*GIVEN PROBLEM:* Reproduce the stretch of items from the line containing "Task: annotate a point on every instance of the whole" through the end of the items, both ends included, with every request line kept. Increase each x and y coordinate in the answers by 127.

[Dataset rows]
****
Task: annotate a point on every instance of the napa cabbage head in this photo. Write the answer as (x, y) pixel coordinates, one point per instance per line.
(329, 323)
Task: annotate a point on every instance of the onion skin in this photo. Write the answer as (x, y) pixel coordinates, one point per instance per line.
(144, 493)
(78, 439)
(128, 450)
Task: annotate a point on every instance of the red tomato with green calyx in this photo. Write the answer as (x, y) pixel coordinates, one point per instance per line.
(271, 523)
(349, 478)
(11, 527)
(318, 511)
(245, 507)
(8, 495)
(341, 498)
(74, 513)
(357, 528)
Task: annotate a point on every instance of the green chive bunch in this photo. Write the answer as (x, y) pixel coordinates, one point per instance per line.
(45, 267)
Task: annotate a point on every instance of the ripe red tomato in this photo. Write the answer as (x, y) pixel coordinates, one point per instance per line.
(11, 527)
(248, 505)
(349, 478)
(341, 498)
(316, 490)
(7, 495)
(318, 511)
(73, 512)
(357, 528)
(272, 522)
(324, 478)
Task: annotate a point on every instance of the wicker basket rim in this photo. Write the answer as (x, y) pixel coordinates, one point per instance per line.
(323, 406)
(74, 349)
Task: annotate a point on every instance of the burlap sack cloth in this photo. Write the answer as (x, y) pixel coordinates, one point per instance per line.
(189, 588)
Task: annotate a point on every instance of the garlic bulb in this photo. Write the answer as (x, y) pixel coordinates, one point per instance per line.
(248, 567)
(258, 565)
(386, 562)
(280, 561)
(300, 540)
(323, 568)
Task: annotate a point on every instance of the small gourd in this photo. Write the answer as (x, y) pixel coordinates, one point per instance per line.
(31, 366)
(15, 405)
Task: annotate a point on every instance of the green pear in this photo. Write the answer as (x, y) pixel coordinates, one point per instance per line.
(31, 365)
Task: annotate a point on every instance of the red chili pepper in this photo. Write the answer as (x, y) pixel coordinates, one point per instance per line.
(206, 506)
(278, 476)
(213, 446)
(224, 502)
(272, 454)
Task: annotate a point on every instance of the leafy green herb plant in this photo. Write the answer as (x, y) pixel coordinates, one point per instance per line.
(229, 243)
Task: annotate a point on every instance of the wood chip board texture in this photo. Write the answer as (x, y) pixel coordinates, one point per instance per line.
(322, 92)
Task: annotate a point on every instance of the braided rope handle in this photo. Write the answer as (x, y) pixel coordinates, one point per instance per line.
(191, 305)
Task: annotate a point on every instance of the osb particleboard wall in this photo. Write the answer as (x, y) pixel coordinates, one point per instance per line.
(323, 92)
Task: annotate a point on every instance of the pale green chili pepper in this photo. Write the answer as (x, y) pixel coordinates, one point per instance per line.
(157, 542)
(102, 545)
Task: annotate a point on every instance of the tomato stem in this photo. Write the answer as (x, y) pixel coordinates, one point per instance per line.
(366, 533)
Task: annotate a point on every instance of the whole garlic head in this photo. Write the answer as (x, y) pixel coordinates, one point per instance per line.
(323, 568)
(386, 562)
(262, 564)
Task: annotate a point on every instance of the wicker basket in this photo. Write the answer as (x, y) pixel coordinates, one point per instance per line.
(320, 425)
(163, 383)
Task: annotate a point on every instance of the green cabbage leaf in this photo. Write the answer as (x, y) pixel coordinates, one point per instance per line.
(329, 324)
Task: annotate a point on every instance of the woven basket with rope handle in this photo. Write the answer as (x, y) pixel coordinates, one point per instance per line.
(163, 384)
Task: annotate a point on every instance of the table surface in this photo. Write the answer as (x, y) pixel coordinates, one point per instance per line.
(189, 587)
****
*RESULT FOR THIS EXERCISE:*
Task: annotate a point on every instance of the whole garlic head in this photo. Write the answer as (x, y) pixel coordinates, one point per instance per line.
(450, 695)
(513, 689)
(389, 691)
Task: annotate a point on every instance of the wicker basket in this photo. Write the answer as (x, y) pixel coordinates, one point per instance per line.
(447, 552)
(290, 510)
Task: annotate a point on every instance of the green cabbage leaf in this photo. Write the answer as (x, y) pixel coordinates, one point per instance per line.
(456, 451)
Task: annotate a point on every instance of the woven basket with rope handle in this photo. Write the answer as (x, y) pixel coordinates, one point per instance per line.
(290, 511)
Task: annotate a point on every instance of the table surface in this photo. Write the answer as (x, y) pixel coordinates, one point per instance per line.
(316, 714)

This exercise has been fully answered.